** Required task **
Pull out each line in the records below that contains the word "football", copying every such line in full.
start Data to use
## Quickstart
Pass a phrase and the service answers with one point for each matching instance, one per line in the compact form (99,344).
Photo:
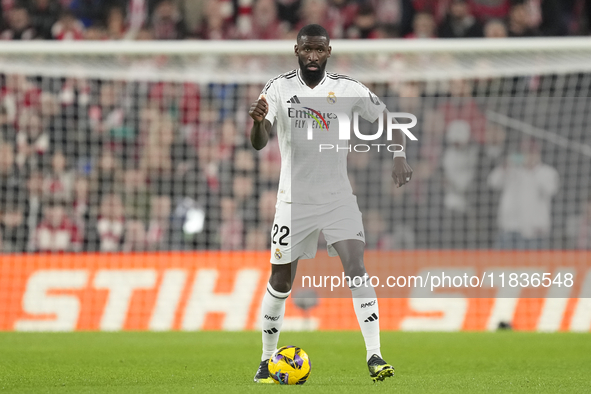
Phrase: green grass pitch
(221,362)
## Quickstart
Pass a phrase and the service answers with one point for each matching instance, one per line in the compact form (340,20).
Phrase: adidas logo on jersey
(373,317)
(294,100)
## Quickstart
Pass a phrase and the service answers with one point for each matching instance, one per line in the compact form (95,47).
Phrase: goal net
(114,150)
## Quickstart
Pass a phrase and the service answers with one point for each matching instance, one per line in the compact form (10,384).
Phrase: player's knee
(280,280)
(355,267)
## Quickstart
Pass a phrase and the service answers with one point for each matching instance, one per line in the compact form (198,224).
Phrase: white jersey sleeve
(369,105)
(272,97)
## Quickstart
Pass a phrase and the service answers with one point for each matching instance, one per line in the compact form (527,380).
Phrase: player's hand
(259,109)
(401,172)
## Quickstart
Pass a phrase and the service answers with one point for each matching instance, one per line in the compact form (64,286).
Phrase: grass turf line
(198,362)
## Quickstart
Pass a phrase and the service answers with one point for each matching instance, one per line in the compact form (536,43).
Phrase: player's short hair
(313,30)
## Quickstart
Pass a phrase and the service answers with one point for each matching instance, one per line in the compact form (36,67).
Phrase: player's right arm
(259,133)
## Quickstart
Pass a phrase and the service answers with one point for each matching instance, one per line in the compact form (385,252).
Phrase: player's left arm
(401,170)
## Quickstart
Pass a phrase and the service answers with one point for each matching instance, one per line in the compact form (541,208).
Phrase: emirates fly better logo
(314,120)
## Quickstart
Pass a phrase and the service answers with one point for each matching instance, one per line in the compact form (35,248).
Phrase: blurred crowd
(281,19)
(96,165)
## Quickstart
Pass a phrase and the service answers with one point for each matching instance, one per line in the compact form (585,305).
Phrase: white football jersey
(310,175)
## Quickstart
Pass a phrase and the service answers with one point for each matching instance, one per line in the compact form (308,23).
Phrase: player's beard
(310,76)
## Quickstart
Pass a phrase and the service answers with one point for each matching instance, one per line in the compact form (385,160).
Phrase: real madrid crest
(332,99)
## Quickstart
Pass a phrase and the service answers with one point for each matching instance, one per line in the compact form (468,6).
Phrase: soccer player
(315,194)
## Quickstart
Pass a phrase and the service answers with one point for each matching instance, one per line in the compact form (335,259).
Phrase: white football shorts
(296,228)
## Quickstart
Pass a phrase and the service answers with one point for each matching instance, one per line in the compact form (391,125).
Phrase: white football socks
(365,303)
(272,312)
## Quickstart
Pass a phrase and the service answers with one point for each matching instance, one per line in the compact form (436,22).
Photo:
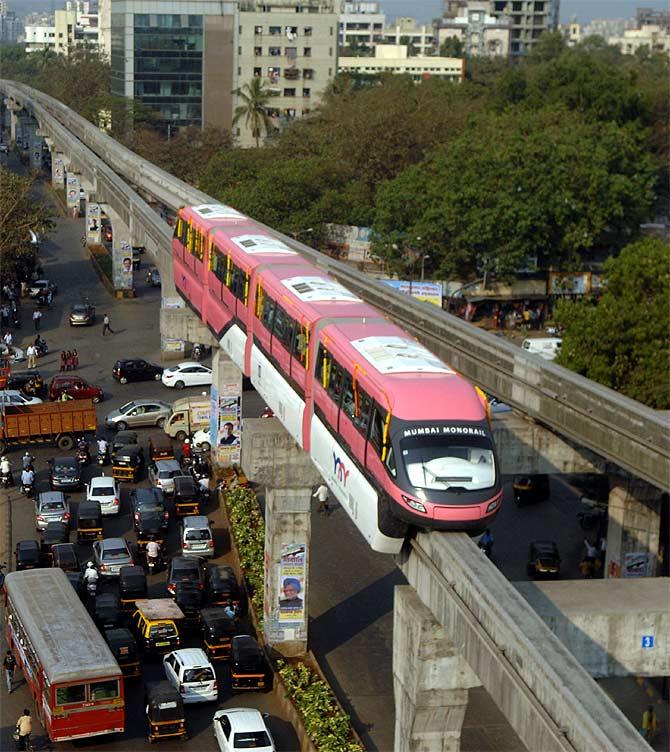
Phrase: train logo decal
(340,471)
end Data to use
** Correct output **
Phrase: white football jersey
Phrase: white football shorts
Phrase: white football socks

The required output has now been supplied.